Task goal: Write each line out exactly, leaving none out.
--- Start Provided entries ---
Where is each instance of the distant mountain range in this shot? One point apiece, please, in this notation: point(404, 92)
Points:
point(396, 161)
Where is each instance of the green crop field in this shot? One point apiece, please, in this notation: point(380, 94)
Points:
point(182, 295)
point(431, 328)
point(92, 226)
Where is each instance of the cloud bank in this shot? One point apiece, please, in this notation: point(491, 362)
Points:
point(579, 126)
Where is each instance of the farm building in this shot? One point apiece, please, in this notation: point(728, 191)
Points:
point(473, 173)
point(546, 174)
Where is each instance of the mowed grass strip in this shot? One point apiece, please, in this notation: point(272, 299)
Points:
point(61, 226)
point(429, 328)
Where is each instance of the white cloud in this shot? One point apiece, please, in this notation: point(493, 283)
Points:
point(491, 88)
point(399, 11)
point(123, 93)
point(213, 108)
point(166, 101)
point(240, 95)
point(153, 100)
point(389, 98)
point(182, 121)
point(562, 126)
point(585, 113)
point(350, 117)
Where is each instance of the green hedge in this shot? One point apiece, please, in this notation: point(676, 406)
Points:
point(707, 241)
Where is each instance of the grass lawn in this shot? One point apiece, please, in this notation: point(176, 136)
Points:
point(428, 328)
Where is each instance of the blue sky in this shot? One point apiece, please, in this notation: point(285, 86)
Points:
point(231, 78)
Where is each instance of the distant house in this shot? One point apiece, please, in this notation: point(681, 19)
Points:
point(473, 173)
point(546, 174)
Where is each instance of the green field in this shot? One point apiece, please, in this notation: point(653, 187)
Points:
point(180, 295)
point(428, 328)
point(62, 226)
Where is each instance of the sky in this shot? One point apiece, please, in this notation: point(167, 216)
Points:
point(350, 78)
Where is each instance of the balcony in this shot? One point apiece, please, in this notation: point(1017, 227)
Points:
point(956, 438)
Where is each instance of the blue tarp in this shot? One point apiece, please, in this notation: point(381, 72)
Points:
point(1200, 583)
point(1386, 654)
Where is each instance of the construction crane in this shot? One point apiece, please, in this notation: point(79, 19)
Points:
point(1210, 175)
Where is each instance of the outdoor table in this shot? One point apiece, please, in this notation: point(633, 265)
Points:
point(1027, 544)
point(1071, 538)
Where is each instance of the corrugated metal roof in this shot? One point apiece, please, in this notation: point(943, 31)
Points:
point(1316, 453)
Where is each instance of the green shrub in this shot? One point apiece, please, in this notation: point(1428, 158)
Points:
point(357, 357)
--- End Provided entries ---
Answer to the problem:
Where is each instance of the distant mountain range in this shot? One point apiece, please, in this notation: point(404, 92)
Points:
point(396, 161)
Where is each instance of the green crop field in this shot? One point apiece, please, in this notation: point(380, 94)
Points:
point(182, 295)
point(431, 328)
point(92, 226)
Where is each instance of the cloud bank in this shot? One point apiece, please, in this notation: point(491, 362)
Points:
point(579, 126)
Where is each instance of the farm building in this shot? One point apiece, please, in this notation: point(728, 191)
Points:
point(473, 173)
point(546, 174)
Where is each instance of the mowed grass strip in this shot? One point apiece, please, in this notation: point(272, 299)
Points:
point(61, 226)
point(429, 328)
Where is each instance of the white cloud in this shot? One point apiece, please, in this notation: point(493, 283)
Points:
point(491, 88)
point(399, 11)
point(123, 93)
point(213, 108)
point(166, 101)
point(240, 95)
point(153, 100)
point(389, 98)
point(182, 121)
point(562, 126)
point(585, 113)
point(350, 117)
Where is each instance of the green hedge in this shot? One point apiece, please, in this notation: point(676, 406)
Points:
point(707, 241)
Where is each instance of the grass lawn in this shot? One point apiece, please, in this notation: point(176, 136)
Points:
point(428, 328)
Where is each instance of the blue sky in this shot? One point apiece, please, in this notation: point(285, 86)
Points:
point(231, 78)
Where is each instance of the distant house in this shot? One point apiece, please, in this notation: point(681, 19)
Points:
point(473, 173)
point(546, 174)
Where is each instance of the green field in this shot? One point apiece, please, in this notation: point(653, 187)
Points:
point(180, 295)
point(428, 328)
point(62, 226)
Where is each instance of the sky in this shot? One point apiece, please, in this notation: point(167, 216)
Points:
point(350, 78)
Where is each instance of the balcony in this shot? One point apiece, please, in this notation: point(1017, 227)
Points:
point(956, 438)
Where is each instance of the blue tarp in this shot? One point apiece, please, in this notation: point(381, 72)
Points:
point(1200, 583)
point(1386, 654)
Where is each instance of the construction crane in this shot? One point apiece, please, in this notation: point(79, 19)
Points:
point(1210, 175)
Where is each instance of the outdoor table in this shot? One point apiece, please, in this notation: point(633, 265)
Points:
point(1027, 544)
point(1071, 538)
Where is each instance of the corrugated metal roof in this shot? One point apiece, please, in this notation: point(943, 31)
Points:
point(1316, 453)
Where is each instance of the green shrub in this shot? One point apiece, please, in this notation: point(1428, 158)
Points:
point(357, 357)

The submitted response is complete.